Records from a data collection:
══════

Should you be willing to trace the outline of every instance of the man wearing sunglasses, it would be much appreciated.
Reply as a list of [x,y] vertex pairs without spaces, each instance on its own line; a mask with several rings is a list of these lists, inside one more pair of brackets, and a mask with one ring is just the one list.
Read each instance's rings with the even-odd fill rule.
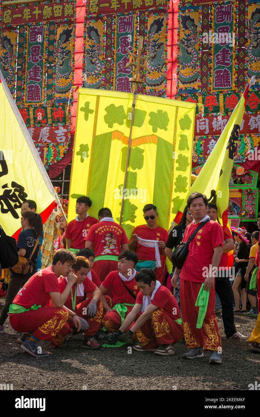
[[156,279],[163,283],[164,249],[168,232],[157,224],[158,214],[155,206],[146,204],[143,211],[146,224],[137,226],[134,229],[129,244],[129,249],[134,251],[139,259],[135,269],[138,271],[144,268],[151,269]]

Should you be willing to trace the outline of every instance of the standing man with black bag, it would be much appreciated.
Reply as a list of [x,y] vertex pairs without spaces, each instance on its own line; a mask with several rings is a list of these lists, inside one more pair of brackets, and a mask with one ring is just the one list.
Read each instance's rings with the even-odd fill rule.
[[[23,230],[20,232],[18,236],[18,255],[19,256],[29,259],[30,255],[32,254],[30,260],[32,269],[30,270],[29,269],[25,274],[18,273],[11,270],[11,279],[8,287],[5,302],[0,316],[0,334],[5,334],[3,325],[7,318],[9,307],[17,293],[37,271],[37,260],[40,247],[39,238],[43,234],[41,217],[40,214],[37,214],[32,211],[25,211],[23,216],[21,224]],[[14,266],[13,267],[15,268]]]
[[[207,203],[206,196],[200,193],[192,193],[187,200],[194,220],[186,228],[183,241],[187,242],[197,231],[189,243],[180,274],[183,331],[185,344],[189,348],[183,356],[188,359],[201,358],[204,356],[203,350],[210,350],[210,363],[219,364],[221,339],[214,311],[214,271],[222,255],[224,235],[220,225],[206,215]],[[173,286],[179,271],[175,269]]]

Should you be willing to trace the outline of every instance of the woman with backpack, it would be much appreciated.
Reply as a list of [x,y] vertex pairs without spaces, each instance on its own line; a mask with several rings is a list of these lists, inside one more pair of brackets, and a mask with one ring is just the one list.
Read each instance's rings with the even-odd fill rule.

══════

Rewrite all of the records above with "even-odd fill rule" changed to "nonzero fill rule" and everything else kept the same, omitting the pictures.

Should you be willing to trace the outline of every instance of the man wearing sunglasses, it would be much appreciated.
Reply as a list of [x,y] vertex pairs without spaces, each instance on its own line; a mask with several rings is a list of these lists, inside one more pair of brackets, and a mask with one ring is just the one list.
Read each instance's rings with the nonzero fill rule.
[[156,279],[163,283],[164,249],[168,232],[157,224],[158,214],[155,206],[146,204],[143,211],[146,224],[137,226],[134,229],[129,244],[129,249],[134,251],[139,259],[135,269],[138,271],[144,268],[151,269]]

Should you be willing to trace the outline of every instance of the standing man with black bag, it would be much appreciated.
Reply as a list of [x,y] vertex pairs without spaces, each instance on its own line; a mask with several rings is a list of these lists, inside one more pair of brackets, and a mask with one ring is just the one list.
Read each instance's rings with the nonzero fill rule.
[[[23,230],[20,232],[18,236],[18,255],[19,256],[29,259],[30,255],[32,254],[30,260],[32,269],[30,270],[29,269],[25,274],[18,273],[11,270],[11,279],[8,287],[5,302],[0,316],[0,334],[5,334],[3,325],[7,318],[9,307],[17,293],[37,271],[37,260],[40,247],[39,238],[43,234],[41,217],[40,214],[37,214],[32,211],[25,211],[23,216],[21,224]],[[14,266],[13,267],[15,268]]]
[[[207,203],[206,196],[200,193],[192,193],[187,200],[194,220],[186,228],[183,241],[187,242],[197,231],[189,243],[180,274],[183,331],[185,344],[189,348],[183,356],[188,359],[201,358],[204,356],[203,350],[210,350],[210,363],[219,364],[221,339],[214,311],[214,271],[222,255],[224,235],[220,225],[206,215]],[[173,286],[179,271],[175,269]]]

Should you be willing to trace the outline of every instance of the woman with backpack, it would be much appreciated.
Reply as a list of [x,y] vertex pairs without spaces, each instance on its own line; a mask with several rings is a list of these lists, inside one more pair of brackets, and a mask with one ring is just the one list.
Read each instance's rings with the nonzero fill rule.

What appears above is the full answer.